▸ Text block
Now let us assume that the two rectangles are inside a unit circle in the first quadrant.

$\displaystyle A = \frac{1}{2}(\sin2\theta_1 + \sin2\theta_2) - \cos\theta_2\sin\theta_1$

It is not easy to find by hand when $A$ is a maximum, so you will have to use a CAS, W|A, or any other approximation methods.

I get $\theta_1 \approx 0.553574 \ \ \ \$ and $\ \ \ \ \theta_2 \approx 1.01722$

So, the maximum area of the two rectangles when $r = 1$ is:

$\displaystyle A = \frac{1}{2}(\sin2\theta_1 + \sin2\theta_2) - \cos\theta_2\sin\theta_1$

where $\theta_1$ and $\theta_2$ as mentioned above.

▸ Records taken from a data source
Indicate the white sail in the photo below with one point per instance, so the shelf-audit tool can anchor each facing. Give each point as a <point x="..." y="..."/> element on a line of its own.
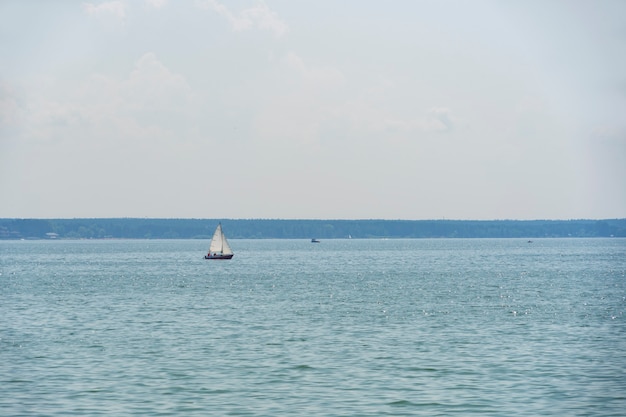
<point x="219" y="244"/>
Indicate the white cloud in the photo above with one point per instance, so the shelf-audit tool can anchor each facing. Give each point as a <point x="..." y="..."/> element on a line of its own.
<point x="157" y="4"/>
<point x="259" y="16"/>
<point x="112" y="8"/>
<point x="152" y="102"/>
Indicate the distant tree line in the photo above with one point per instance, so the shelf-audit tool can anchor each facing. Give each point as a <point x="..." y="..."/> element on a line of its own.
<point x="136" y="228"/>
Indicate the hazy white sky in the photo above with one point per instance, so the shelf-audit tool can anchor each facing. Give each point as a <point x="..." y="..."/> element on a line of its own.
<point x="313" y="109"/>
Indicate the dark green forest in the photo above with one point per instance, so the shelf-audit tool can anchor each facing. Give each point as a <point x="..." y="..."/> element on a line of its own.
<point x="137" y="228"/>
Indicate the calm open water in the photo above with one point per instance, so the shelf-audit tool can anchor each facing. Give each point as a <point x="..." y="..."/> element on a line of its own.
<point x="341" y="328"/>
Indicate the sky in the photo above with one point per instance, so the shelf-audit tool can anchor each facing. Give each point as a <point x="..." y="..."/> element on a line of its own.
<point x="407" y="109"/>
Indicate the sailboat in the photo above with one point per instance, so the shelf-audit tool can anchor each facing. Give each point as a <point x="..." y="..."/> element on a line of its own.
<point x="219" y="249"/>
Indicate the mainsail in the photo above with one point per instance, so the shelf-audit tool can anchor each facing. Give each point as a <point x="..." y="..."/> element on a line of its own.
<point x="219" y="244"/>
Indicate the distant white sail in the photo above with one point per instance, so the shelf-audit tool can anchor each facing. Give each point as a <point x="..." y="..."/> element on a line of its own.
<point x="219" y="249"/>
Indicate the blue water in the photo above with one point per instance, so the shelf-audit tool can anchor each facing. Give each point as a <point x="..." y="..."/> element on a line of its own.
<point x="445" y="327"/>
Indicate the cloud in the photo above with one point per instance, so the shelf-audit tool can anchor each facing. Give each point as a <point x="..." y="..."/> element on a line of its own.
<point x="151" y="103"/>
<point x="112" y="8"/>
<point x="439" y="119"/>
<point x="157" y="4"/>
<point x="259" y="16"/>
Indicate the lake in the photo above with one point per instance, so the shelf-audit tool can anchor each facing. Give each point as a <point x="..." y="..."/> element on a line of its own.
<point x="415" y="327"/>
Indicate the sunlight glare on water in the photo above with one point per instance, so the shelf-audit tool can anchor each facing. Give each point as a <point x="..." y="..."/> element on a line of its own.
<point x="344" y="327"/>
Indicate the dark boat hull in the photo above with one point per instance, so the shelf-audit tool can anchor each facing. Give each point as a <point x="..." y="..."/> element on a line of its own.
<point x="218" y="256"/>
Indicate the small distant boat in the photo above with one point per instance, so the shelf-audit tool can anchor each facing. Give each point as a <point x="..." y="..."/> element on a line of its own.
<point x="219" y="248"/>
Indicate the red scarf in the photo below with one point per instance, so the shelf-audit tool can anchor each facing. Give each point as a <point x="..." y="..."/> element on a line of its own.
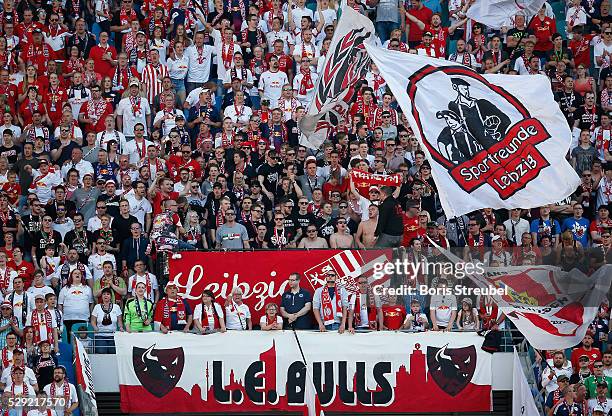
<point x="371" y="309"/>
<point x="4" y="278"/>
<point x="5" y="360"/>
<point x="227" y="57"/>
<point x="48" y="324"/>
<point x="326" y="303"/>
<point x="148" y="283"/>
<point x="306" y="83"/>
<point x="206" y="317"/>
<point x="66" y="391"/>
<point x="488" y="314"/>
<point x="180" y="311"/>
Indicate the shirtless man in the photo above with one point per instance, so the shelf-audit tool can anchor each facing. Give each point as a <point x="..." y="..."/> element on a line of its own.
<point x="365" y="232"/>
<point x="341" y="238"/>
<point x="312" y="240"/>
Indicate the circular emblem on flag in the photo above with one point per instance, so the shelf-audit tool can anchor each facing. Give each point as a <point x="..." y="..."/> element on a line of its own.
<point x="478" y="131"/>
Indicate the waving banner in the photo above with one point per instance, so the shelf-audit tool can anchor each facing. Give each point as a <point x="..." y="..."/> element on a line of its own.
<point x="346" y="63"/>
<point x="262" y="275"/>
<point x="363" y="180"/>
<point x="256" y="371"/>
<point x="498" y="13"/>
<point x="552" y="308"/>
<point x="496" y="141"/>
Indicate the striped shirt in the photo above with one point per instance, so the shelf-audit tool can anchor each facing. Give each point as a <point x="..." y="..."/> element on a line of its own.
<point x="152" y="79"/>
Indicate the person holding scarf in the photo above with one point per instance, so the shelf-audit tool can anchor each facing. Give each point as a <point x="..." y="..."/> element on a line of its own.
<point x="105" y="318"/>
<point x="208" y="315"/>
<point x="138" y="311"/>
<point x="330" y="305"/>
<point x="61" y="388"/>
<point x="43" y="323"/>
<point x="237" y="312"/>
<point x="304" y="82"/>
<point x="172" y="313"/>
<point x="365" y="308"/>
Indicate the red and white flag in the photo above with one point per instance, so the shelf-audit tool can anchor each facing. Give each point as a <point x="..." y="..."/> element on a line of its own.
<point x="552" y="308"/>
<point x="498" y="13"/>
<point x="346" y="63"/>
<point x="496" y="141"/>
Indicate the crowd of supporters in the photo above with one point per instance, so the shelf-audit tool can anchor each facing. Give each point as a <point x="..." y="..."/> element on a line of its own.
<point x="134" y="127"/>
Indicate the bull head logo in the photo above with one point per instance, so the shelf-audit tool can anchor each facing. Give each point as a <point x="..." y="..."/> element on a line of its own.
<point x="451" y="368"/>
<point x="158" y="370"/>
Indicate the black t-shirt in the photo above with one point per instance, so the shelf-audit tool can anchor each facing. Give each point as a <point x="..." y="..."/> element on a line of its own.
<point x="586" y="117"/>
<point x="279" y="238"/>
<point x="567" y="100"/>
<point x="293" y="303"/>
<point x="121" y="226"/>
<point x="80" y="241"/>
<point x="10" y="153"/>
<point x="42" y="240"/>
<point x="326" y="227"/>
<point x="304" y="220"/>
<point x="271" y="174"/>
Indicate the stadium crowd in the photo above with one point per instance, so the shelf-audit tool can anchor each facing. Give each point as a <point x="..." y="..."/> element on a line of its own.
<point x="135" y="127"/>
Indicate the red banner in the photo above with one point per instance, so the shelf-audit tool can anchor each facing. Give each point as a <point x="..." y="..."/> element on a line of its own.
<point x="255" y="372"/>
<point x="262" y="275"/>
<point x="363" y="180"/>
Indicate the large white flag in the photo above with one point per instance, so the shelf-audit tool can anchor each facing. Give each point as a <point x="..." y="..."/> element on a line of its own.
<point x="346" y="63"/>
<point x="522" y="398"/>
<point x="497" y="13"/>
<point x="495" y="141"/>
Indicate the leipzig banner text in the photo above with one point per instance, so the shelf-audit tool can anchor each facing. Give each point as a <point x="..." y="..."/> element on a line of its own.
<point x="250" y="371"/>
<point x="262" y="275"/>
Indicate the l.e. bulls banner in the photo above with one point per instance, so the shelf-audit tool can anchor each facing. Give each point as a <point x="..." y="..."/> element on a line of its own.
<point x="258" y="371"/>
<point x="494" y="141"/>
<point x="262" y="275"/>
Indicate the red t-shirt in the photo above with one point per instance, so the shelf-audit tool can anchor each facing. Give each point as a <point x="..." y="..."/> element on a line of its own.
<point x="411" y="229"/>
<point x="13" y="191"/>
<point x="24" y="270"/>
<point x="393" y="316"/>
<point x="543" y="30"/>
<point x="103" y="67"/>
<point x="159" y="198"/>
<point x="424" y="15"/>
<point x="594" y="355"/>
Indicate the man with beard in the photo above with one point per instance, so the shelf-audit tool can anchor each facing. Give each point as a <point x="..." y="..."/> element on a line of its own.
<point x="60" y="389"/>
<point x="330" y="305"/>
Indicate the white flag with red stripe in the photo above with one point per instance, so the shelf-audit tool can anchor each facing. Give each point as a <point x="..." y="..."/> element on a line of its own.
<point x="551" y="307"/>
<point x="498" y="13"/>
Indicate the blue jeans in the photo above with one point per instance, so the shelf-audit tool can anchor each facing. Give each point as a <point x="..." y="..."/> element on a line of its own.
<point x="384" y="30"/>
<point x="104" y="344"/>
<point x="179" y="84"/>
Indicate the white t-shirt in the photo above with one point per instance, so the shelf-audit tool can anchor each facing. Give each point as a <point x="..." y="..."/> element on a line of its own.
<point x="232" y="320"/>
<point x="264" y="321"/>
<point x="271" y="83"/>
<point x="76" y="300"/>
<point x="29" y="377"/>
<point x="136" y="150"/>
<point x="124" y="109"/>
<point x="115" y="312"/>
<point x="197" y="314"/>
<point x="59" y="392"/>
<point x="95" y="264"/>
<point x="199" y="63"/>
<point x="139" y="208"/>
<point x="143" y="279"/>
<point x="42" y="327"/>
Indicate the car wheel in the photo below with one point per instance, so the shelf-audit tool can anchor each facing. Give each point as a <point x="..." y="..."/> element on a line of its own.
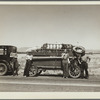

▸ What to work on
Write the next part of the text on maximizing the area of two rectangles inside a unit circle, starting right after its last sentence. The listing is not needed for anything here.

▸ Answer to this problem
Or in general, the maximum area is:

$\displaystyle A = \frac{r^2}{2}(\sin2\theta_1 + \sin2\theta_2 - 2\cos\theta_2\sin\theta_1)$

 

[mario99]

Or in general, the maximum area is:

$\displaystyle A = \frac{r^2}{2}(\sin2\theta_1 + \sin2\theta_2 - 2\cos\theta_2\sin\theta_1)$

Just to be clear about my last sentence. I meant that this is the general area of the two rectangles (inscribed inside a circle in the first quadrant) and if you want to maximize it, choose a radius and then use a CAS, W|A, or any other approximation method to get the angles.

 

[blamocur]

I get $\theta_1 \approx 0.553574$ and $\theta_2 \approx 1.01722$

BTW, $\tan \theta_1 = \frac{\sqrt{5}-1}{2}, \tan\theta_2 = \frac{\sqrt{5}+1}{2}$ and $\theta_1 + \theta_2 = \frac{\pi}{2}$, i.e. angles of the golden ratio.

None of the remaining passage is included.